(PASSAGE TO READ):
[Start of Attachment]

Architecture

Memori is a modular memory platform for AI applications. Connect your LLM client, set attribution, and Memori handles the rest — storage, augmentation, knowledge graph construction, and recall.

System Overview

Memori operates in two deployment modes: Memori Cloud (managed service) and BYODB (bring your own database).

Memori Cloud Architecture

BYODB Architecture

Core Components

Memori SDK

The integration layer between your app and memory storage. It provides:

LLM Wrappers — Transparent interception of LLM calls for OpenAI, Anthropic, Google, XAI, and more
Attribution System — Tags every memory with entity, process, and session metadata
Recall API — Retrieves relevant memories via semantic search
Configuration — Tunable parameters for recall, embeddings, and augmentation

Key modules (located in memori/):

__init__.py:73-180 — Main Memori class with attribution and recall methods
llm/ — LLM provider wrappers and registry
memory/ — Memory capture, augmentation, and recall logic

Storage Layer

Memori supports multiple storage backends through an adapter pattern: Adapters (auto-detected based on connection type):

SQLAlchemy — Works with sessionmaker from SQLAlchemy
Django ORM — Integrates with Django’s database layer
DB-API 2.0 — Standard Python database connections (e.g., sqlite3.connect())
MongoDB — NoSQL document storage

Drivers (database-specific implementations):

PostgreSQL, MySQL, MariaDB, Oracle
SQLite (for development and testing)
CockroachDB, OceanBase
MongoDB

Source location: memori/storage/

Advanced Augmentation Engine

Processes raw conversations into structured memory through:

Conversation Analysis — Reads user and assistant messages from the LLM exchange
Memory Extraction — Uses AI to identify facts, preferences, skills, and attributes
Semantic Triple Generation — Extracts subject-predicate-object relationships for knowledge graphs
Embedding Generation — Creates vector embeddings for semantic search
Deduplication — Merges similar memories and increments mention counts

Implementation details:

Runs asynchronously with configurable worker pools (default: 50 workers)
Uses batched database writes (batch size: 100, timeout: 0.1s)
Queue-based processing to avoid blocking the main request path
Automatic retry with exponential backoff on transient failures

Source location: memori/memory/augmentation/

_manager.py:34-211 — Augmentation manager and async processing
augmentations/memori/_augmentation.py — Core extraction logic

Recall Engine

Surfaces relevant memories at the right time: Semantic Search Process:

Embed the query using the configured embedding model
Load up to recall_embeddings_limit facts from storage (default: 1000)
Use FAISS with cosine similarity (L2-normalized inner product) to rank facts
Filter by recall_relevance_threshold (default: 0.1)
Return top N facts (default: 5)

[End of Attachment]

(SUPPLIED INFORMATION):
[Start of Attachment]

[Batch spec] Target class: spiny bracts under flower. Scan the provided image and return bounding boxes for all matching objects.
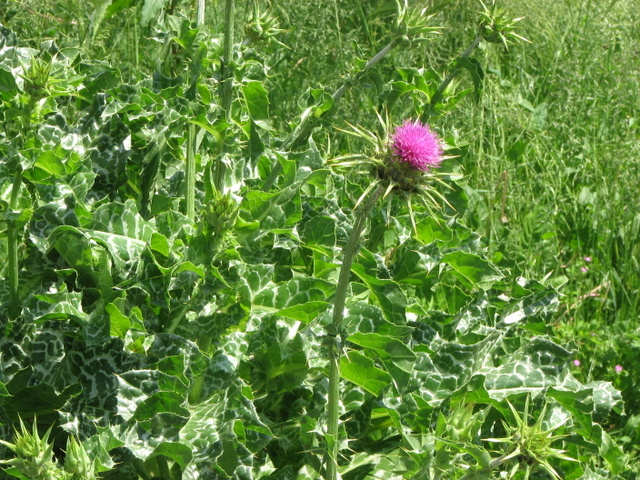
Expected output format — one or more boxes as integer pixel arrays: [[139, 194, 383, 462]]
[[391, 120, 442, 172]]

[End of Attachment]

(STUDY QUESTIONS):
(1) In the Memori architecture page, what is the default number of workers in the augmentation engine's pool?
(2) Using the Memori architecture page, explain in one or two sentences why the augmentation engine handles its work through a queue.

(ANSWERS BY TASK):
(1) 50 workers.

(2) The augmentation engine uses queue-based processing so that turning raw conversations into structured memory does not block the main request path. This work runs asynchronously with configurable worker pools.